Excerpt provided:
———

Which is about 2.7 kPa. Which means it won’t go down to the plusminus 100 Pa needed when a diffusion pump is used as the next step for better vacuum.

…I wonder if a vacuum tube could be made even with such lousy vacuum, if there was a chemical gettering employed together with an adequately beefed-up built-in ion pump? (Such assembly, with the pump magnet being attached externally and only the electrodes present inside the envelope, could be fairly compact. It would also allow subsequent pumpings to compensate for minor leaks and outgassing.)

Looks worth trying! I am not much into bikes, but I sometimes use their parts; e.g. I used the freewheels as a coupler for several Savonius wind turbines attached to a shared generator, and they worked well to synchronize the rotation speed of the individual turbines. The project was not entirely mine and since then somewhat stalled, but this part worked pretty well. I learned a lot of stick welding on it.

Some electrochemistry I am involved in is quite misbehaving; an acid electrolyte that should have no current up to about 0.7V potential difference is leaking current from 0V up and it bugs me and I cannot find out why. So a curve tracer, or a simplified potentiostat, based on ATmega chip, is being built. First iteration will have just a PWM output as a crude DAC and internal ADCs for sensing, later version will have 12bit ADCs and DACs, multiple channels, and support for a reference electrode.

———

Given data:
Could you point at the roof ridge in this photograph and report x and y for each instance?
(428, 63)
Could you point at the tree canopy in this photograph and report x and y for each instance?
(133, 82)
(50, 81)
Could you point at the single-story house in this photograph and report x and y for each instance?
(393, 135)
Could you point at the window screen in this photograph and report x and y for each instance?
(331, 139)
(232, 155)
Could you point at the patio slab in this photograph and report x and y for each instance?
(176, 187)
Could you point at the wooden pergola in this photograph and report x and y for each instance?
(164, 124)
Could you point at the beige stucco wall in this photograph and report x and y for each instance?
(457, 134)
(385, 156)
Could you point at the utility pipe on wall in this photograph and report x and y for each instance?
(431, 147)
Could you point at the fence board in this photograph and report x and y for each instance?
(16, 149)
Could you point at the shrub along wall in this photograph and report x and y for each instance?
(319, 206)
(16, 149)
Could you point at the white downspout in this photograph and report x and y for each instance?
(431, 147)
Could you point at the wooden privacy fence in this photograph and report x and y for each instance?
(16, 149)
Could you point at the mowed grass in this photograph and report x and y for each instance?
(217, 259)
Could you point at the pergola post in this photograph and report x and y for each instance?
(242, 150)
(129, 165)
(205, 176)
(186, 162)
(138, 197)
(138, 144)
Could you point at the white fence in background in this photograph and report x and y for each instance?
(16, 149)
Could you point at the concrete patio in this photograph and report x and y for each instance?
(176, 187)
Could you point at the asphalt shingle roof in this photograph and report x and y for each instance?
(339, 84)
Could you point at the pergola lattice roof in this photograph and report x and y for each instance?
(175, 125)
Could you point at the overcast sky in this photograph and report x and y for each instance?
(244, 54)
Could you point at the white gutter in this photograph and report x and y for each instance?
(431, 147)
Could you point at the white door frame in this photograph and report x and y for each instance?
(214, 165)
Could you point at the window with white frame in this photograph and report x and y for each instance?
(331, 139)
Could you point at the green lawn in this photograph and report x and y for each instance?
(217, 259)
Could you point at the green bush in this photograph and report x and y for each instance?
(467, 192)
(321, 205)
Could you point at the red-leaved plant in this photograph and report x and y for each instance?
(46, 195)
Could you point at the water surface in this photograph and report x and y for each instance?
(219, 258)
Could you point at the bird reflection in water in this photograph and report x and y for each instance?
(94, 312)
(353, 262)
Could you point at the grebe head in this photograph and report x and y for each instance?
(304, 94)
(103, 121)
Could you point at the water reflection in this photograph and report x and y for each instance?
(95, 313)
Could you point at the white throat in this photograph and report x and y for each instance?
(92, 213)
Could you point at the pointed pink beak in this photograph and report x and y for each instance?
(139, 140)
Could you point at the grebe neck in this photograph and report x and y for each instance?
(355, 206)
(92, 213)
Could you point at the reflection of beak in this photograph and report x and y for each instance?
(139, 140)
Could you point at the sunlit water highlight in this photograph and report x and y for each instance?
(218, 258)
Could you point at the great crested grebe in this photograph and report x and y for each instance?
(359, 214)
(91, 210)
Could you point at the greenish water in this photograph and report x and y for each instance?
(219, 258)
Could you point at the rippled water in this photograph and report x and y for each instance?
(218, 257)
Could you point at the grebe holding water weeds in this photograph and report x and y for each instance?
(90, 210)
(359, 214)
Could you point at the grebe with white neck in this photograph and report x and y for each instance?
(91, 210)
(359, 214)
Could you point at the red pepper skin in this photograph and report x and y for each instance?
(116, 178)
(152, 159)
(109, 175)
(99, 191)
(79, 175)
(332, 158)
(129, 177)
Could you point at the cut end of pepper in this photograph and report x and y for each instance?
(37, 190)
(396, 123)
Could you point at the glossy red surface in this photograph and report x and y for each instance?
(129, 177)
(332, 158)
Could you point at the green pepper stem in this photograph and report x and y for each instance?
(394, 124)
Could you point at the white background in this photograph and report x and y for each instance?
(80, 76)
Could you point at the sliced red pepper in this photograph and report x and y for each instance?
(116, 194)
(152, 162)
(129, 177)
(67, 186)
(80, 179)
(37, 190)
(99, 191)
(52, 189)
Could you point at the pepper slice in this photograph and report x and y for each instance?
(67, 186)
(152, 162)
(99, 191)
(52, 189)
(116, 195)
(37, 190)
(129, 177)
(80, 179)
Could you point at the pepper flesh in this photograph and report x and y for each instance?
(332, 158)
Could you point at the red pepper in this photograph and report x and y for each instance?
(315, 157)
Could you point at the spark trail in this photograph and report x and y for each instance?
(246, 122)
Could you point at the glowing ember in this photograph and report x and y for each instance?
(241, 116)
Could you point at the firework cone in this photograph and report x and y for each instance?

———

What to do:
1/ According to the forum excerpt, what did the writer use bicycle freewheels for?
2/ Write the next part of the forum excerpt, picking up after its final sentence.
The rows above come from a source separate from the forum excerpt.

Answers provided:
1/ As a coupler for several Savonius wind turbines attached to a shared generator.

2/
For other stuff, I e.g. played with cosmic radiation vs altitude measurement, using a commercial flight as an airborne laboratory and a very ad-hoc improvised setup with a DIY Geiger counter and a netbook with audio recording software. (Todo: rebuild the Geiger with a microcontroller and a proper display, and a datalogger. Add a stealth mode with running datalogger but no visible show of activity.)

Or glass earrings, art that stemmed from an experiment with making a solid metal-glass junction for the purpose of vacuum tubes, sometime later.

Or some methods…

• brazing broken resistive wires
• salvaging lead and lead dioxide from old sealed batteries
• salvaging LCD polarizer sheets from broken displays, available for free from your local laptop repair shop
• salvaging ferrite cores for rewinding them
• reusing VU meters as sub-par but cheap voltmeters and ammeters (todo: document the scripts for printing the dials on a laser printer)

or some other stuff,

• color-coding drill bits to quickly locate the desired one
• four-channel servo controller for robotics tests
• repairing a vise, or, stick-welding cast iron
• current limiter with light bulbs for not tripping breakers when working on mains-connected stuff, also useful as a test load for e.g. computer-controlled switches
• multimeters with serial interface, some lists and descriptions, notes from a project of a multichannel datalogger using these

And some more but that’s about it for now. Plus about a billion of things that do not have the written walkthrough yet, e.g. a little silly set of welded keychain-sized screwdriver bits for repairs on the go. I have to write the doc, I got the stage-by-stage photos but did not get around to write the blurb yet.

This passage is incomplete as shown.